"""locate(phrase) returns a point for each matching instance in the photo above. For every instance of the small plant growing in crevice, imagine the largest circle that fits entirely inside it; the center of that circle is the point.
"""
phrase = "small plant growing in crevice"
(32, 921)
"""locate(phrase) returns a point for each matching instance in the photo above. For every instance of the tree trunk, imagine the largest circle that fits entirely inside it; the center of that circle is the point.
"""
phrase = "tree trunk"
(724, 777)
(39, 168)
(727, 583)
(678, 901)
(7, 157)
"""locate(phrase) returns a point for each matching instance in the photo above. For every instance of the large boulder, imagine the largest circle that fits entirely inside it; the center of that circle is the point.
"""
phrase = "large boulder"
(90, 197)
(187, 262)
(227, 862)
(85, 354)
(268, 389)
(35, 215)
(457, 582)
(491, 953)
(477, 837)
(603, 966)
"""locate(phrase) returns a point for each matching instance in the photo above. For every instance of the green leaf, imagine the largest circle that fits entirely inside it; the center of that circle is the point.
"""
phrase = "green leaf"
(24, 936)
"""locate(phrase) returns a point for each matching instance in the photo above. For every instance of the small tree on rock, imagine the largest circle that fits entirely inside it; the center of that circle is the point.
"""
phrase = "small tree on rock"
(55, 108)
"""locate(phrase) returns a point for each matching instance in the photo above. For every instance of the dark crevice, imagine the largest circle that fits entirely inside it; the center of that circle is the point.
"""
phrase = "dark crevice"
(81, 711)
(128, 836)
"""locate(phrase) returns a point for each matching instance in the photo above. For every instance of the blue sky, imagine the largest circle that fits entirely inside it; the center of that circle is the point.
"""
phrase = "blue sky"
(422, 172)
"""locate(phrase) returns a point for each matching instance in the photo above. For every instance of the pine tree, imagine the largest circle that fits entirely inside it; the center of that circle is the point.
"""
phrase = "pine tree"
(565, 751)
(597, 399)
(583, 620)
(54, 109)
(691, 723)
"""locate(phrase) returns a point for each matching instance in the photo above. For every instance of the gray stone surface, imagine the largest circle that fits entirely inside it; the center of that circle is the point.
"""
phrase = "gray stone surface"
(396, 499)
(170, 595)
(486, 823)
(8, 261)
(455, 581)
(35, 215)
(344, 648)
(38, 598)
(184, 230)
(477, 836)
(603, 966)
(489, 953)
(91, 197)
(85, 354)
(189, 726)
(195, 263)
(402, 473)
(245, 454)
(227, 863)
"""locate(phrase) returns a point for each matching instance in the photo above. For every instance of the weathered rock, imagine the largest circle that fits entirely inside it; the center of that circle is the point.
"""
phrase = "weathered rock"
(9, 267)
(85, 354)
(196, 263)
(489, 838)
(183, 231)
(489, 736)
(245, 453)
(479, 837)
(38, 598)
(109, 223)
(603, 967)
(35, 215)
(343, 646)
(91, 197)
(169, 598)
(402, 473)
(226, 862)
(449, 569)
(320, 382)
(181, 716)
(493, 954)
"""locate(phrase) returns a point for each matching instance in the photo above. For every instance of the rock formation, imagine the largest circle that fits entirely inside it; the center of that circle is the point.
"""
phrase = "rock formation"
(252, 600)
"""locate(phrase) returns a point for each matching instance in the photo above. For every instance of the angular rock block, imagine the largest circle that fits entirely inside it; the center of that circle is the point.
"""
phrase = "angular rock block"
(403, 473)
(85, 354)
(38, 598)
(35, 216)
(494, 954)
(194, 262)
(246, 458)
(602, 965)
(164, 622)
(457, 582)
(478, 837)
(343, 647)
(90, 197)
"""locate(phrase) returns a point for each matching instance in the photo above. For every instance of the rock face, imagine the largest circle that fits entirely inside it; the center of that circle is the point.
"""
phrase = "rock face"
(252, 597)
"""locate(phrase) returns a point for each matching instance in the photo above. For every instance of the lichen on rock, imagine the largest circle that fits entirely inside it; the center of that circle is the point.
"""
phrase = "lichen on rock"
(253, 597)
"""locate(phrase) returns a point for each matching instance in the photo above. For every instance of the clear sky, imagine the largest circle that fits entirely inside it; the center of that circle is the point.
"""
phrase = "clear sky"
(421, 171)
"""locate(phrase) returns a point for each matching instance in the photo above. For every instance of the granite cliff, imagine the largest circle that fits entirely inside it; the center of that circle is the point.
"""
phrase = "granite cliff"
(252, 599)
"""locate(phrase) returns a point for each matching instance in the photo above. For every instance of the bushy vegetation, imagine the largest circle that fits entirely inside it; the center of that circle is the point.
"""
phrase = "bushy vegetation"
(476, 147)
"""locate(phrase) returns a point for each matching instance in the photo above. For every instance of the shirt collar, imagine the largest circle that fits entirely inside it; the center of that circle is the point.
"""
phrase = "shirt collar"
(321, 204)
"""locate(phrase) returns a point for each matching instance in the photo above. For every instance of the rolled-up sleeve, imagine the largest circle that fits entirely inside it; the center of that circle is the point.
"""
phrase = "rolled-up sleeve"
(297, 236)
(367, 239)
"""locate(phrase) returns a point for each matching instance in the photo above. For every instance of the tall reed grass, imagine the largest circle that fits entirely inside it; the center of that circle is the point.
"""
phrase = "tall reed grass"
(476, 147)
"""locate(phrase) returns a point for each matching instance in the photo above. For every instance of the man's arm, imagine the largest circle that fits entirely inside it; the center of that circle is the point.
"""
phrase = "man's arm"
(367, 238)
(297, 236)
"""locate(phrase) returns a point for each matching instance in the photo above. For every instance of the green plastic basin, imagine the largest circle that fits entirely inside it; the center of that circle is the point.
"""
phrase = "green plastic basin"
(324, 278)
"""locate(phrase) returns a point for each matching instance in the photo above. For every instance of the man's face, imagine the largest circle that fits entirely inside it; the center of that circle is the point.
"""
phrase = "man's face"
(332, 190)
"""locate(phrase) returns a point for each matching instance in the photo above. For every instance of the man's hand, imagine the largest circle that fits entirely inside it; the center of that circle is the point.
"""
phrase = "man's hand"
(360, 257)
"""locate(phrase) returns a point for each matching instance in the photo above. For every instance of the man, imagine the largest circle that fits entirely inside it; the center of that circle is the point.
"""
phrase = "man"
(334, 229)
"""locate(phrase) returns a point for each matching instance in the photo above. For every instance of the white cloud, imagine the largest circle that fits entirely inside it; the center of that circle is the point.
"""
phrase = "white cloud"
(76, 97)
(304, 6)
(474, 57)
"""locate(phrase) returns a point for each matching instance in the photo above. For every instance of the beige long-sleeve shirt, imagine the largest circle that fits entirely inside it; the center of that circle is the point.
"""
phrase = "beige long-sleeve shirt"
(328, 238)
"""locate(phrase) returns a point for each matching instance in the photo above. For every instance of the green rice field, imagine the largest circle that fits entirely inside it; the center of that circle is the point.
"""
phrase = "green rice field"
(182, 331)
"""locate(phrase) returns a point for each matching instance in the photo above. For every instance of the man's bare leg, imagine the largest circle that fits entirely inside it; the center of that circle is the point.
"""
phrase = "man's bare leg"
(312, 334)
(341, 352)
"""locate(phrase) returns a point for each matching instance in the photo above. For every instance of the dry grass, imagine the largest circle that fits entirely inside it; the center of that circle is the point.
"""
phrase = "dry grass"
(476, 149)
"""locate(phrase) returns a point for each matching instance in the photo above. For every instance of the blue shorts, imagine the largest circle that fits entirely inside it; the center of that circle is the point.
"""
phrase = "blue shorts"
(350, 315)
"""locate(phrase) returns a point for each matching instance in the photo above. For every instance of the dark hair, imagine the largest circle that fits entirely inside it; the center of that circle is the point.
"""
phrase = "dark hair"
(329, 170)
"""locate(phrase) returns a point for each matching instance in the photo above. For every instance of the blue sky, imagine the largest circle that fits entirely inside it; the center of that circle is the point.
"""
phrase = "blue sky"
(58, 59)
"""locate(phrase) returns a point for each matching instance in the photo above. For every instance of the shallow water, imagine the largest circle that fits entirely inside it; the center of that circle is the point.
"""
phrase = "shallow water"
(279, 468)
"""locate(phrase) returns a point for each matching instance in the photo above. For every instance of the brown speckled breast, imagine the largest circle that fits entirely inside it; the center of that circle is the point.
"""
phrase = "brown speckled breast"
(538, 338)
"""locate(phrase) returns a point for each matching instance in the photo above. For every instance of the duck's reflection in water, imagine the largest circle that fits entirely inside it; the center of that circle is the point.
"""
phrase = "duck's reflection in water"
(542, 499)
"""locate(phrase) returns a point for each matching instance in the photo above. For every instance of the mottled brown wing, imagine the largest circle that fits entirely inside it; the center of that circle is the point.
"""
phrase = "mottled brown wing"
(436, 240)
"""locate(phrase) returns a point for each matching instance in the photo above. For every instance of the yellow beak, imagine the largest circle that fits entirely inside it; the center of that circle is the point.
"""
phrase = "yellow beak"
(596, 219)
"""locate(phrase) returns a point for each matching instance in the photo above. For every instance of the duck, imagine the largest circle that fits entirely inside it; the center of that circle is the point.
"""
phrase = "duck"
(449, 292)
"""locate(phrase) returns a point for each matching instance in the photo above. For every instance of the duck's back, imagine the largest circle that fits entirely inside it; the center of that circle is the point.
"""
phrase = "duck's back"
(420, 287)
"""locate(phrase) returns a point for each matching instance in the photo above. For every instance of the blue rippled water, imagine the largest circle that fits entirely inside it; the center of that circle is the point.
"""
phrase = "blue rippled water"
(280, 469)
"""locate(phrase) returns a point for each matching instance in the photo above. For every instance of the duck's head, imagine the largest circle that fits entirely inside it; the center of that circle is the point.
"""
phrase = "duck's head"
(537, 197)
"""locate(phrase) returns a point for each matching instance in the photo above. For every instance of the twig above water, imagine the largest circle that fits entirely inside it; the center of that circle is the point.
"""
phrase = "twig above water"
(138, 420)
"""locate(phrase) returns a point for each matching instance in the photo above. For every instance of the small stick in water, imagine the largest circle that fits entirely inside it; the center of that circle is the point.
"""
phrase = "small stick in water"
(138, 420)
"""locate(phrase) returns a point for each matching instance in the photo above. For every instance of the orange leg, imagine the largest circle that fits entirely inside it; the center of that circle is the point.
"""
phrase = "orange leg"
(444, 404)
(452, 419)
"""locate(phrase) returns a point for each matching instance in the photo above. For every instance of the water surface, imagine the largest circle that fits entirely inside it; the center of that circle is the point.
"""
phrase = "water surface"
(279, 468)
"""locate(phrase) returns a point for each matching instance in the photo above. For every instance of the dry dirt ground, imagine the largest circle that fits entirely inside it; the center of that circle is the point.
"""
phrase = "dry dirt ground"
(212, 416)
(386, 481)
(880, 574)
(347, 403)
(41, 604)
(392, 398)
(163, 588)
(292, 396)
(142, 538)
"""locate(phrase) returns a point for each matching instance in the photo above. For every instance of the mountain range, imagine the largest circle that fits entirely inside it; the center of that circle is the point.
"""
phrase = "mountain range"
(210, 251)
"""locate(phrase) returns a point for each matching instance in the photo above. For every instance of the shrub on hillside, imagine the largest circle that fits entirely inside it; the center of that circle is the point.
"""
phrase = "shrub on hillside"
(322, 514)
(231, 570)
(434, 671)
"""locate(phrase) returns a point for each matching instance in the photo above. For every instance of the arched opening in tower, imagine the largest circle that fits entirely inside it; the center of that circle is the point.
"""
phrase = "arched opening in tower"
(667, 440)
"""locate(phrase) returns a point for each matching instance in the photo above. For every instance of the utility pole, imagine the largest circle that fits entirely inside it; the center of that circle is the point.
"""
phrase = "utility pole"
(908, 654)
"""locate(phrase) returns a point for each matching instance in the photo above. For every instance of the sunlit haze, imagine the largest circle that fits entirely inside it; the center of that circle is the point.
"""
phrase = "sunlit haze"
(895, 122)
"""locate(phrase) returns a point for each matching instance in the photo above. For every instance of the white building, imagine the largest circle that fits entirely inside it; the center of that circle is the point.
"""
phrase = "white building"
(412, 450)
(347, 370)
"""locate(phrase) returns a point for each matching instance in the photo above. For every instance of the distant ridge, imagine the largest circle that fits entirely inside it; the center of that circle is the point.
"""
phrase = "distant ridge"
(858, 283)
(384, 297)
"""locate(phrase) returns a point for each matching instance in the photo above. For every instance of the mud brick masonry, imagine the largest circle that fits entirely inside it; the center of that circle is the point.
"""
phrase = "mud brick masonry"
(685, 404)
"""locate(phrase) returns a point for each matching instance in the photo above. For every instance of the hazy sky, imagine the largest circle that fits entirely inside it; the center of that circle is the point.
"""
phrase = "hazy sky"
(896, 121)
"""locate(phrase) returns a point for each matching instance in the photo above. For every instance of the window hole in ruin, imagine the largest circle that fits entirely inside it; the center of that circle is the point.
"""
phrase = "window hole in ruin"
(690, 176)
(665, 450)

_Instructions to follow_: Beginning with the line that contains "of the hazy", quote each line exactly through the last line of the entries above, and nothing beyond them.

_Answer for this exercise_:
"""locate(phrase) returns a point for each matching instance in the photo above. For every instance of the hazy sky, imagine the largest circle that fits entirely inside it; the center of that circle is the point.
"""
phrase = "hazy sky"
(896, 121)
"""locate(phrase) returns a point for each matching instance in the photo above. For every instance of the window hole in ruin, imagine the largest circle that fits entirely inside it; the center of that circle is the point.
"""
phrase = "window hole in ruin"
(690, 176)
(665, 450)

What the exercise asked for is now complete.